== What the task requires ==
Gather every line in the records below that contains the word "pavement", and copy each of those lines in full.

== The data ==
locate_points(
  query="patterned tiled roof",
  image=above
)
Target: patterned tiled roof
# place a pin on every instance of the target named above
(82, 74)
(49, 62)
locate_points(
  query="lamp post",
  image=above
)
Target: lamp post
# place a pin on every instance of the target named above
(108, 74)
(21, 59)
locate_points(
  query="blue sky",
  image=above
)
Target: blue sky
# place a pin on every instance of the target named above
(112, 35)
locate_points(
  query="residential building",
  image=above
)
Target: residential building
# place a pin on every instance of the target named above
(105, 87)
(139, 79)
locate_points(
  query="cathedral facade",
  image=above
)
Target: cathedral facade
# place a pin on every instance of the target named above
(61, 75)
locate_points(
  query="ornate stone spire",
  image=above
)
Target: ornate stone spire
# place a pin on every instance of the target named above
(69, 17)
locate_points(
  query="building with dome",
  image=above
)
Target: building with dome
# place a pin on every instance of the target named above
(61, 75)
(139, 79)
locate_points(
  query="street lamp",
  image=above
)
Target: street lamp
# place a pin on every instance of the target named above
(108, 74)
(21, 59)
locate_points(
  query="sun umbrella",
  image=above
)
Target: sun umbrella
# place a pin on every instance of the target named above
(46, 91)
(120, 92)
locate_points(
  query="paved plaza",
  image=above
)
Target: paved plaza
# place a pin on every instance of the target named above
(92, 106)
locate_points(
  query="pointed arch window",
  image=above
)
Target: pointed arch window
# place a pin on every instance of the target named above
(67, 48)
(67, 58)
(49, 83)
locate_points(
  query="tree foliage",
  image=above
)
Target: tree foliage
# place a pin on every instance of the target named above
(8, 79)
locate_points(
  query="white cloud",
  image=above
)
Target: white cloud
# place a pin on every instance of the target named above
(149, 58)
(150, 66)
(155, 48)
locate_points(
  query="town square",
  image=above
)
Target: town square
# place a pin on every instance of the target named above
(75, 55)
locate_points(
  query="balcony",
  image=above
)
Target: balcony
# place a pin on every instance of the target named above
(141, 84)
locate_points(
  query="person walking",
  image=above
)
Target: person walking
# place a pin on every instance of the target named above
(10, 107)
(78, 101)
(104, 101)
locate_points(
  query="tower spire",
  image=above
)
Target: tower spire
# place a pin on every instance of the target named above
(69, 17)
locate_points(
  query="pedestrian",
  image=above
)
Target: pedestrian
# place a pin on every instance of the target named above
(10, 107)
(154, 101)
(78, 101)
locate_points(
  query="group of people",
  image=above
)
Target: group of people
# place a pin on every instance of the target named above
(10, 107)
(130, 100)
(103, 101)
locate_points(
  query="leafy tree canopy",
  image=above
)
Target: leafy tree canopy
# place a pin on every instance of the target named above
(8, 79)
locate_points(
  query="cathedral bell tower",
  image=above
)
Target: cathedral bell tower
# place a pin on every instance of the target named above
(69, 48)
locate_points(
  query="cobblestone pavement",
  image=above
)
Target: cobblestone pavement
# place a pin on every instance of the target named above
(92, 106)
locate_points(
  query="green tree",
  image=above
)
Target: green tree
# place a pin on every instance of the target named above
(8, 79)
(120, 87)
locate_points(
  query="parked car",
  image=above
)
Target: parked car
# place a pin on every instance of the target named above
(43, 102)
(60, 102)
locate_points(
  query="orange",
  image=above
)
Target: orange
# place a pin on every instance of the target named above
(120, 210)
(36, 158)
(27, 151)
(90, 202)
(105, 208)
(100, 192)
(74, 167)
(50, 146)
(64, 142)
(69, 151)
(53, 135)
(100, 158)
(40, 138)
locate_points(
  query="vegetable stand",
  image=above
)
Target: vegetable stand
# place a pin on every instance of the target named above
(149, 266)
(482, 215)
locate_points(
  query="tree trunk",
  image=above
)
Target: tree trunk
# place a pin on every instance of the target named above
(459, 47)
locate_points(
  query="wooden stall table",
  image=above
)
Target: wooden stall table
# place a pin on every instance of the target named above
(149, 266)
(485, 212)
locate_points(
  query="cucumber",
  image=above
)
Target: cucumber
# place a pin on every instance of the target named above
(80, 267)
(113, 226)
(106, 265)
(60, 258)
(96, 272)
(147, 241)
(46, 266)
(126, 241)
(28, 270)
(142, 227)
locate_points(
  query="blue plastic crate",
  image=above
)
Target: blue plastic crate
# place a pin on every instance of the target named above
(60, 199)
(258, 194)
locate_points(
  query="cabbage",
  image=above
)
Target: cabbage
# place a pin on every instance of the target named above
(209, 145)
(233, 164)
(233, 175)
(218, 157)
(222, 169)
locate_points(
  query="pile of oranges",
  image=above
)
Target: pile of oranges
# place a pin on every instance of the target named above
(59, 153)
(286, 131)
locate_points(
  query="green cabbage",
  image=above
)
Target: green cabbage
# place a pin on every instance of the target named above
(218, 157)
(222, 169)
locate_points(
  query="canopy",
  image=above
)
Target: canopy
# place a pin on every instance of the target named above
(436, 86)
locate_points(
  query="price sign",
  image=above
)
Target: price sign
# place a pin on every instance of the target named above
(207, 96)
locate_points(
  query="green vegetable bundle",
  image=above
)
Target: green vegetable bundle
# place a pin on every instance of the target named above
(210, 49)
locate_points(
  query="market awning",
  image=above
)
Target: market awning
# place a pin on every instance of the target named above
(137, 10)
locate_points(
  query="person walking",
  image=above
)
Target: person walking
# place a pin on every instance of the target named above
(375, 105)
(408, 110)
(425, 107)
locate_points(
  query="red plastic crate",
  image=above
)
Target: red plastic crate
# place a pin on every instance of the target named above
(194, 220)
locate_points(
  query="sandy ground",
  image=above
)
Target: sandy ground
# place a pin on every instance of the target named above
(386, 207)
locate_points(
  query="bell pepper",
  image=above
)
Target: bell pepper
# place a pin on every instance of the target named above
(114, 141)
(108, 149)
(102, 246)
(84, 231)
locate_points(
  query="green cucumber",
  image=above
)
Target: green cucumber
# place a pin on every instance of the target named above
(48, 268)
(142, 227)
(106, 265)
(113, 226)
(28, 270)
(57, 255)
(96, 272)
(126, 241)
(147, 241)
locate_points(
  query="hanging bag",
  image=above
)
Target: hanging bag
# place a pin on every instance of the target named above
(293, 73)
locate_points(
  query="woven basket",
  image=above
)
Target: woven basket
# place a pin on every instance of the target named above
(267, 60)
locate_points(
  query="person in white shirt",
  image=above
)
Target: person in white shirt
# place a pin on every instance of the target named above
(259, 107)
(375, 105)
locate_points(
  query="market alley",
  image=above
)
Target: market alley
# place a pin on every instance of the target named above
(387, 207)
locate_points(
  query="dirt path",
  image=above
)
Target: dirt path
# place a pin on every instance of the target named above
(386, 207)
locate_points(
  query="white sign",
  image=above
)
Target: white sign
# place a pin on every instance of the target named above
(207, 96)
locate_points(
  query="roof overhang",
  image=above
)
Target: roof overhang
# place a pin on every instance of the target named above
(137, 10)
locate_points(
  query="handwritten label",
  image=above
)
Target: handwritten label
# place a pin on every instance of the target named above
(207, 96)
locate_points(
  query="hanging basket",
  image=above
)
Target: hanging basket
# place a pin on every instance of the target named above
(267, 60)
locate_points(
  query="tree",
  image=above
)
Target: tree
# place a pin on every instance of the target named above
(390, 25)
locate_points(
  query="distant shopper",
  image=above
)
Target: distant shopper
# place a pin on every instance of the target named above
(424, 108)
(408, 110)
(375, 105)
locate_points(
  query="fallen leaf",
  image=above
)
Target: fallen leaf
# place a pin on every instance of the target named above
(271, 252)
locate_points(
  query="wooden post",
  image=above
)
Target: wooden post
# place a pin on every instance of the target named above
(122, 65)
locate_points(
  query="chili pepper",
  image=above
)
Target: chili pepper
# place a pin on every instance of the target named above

== Exercise answer ==
  query="cobblestone pavement",
Target: cobblestone pavement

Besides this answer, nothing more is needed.